DIRECTIVE
Reproduce the records from the line containing "point: the bare" through the end of the records, swapping "largest" for "biggest" and leaving everything else unchanged.

Records from a dataset
============================================================

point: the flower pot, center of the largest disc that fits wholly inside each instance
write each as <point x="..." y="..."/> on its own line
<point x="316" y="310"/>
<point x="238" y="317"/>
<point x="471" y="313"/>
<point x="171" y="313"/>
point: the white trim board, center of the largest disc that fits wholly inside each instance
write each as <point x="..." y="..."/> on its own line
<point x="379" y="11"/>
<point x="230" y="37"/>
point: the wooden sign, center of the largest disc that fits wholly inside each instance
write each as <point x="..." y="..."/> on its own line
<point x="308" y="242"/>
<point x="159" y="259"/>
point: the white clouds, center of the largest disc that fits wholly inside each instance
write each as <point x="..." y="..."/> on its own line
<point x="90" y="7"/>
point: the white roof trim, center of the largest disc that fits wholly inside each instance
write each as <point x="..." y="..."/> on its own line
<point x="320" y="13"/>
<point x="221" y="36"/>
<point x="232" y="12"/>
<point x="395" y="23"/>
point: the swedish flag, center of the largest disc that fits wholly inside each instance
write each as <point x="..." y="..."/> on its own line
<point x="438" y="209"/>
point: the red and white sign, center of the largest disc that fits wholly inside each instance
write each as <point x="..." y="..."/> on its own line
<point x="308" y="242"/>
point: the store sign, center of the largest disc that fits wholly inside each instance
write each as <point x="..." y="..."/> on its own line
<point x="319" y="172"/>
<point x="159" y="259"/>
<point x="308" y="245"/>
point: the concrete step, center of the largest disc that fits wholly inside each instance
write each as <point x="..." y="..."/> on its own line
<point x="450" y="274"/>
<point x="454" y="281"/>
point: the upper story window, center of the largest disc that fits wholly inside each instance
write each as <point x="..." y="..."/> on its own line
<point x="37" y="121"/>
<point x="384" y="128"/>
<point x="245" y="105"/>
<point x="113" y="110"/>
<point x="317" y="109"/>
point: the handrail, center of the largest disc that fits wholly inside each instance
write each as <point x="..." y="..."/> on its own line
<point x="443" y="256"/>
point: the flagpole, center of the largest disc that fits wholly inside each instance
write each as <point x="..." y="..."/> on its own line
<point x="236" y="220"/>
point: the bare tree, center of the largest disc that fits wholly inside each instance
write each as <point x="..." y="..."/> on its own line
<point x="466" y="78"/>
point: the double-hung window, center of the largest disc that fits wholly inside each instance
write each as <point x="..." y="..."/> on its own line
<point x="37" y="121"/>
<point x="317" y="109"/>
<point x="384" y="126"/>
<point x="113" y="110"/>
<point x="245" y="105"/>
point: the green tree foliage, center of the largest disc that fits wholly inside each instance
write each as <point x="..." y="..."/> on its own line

============================================================

SOLVED PROBLEM
point: the bare tree, center of the biggest disc that fits wholly inside each instance
write each as <point x="..." y="..."/> on its own line
<point x="466" y="78"/>
point: the double-hung window, center of the biggest disc that fits wholly inside each instance
write each as <point x="..." y="..."/> on its own line
<point x="37" y="121"/>
<point x="317" y="109"/>
<point x="384" y="126"/>
<point x="113" y="110"/>
<point x="245" y="105"/>
point: the green tree foliage, center of the biggest disc that fits wholly inside each instance
write each as <point x="..." y="..."/> on its own line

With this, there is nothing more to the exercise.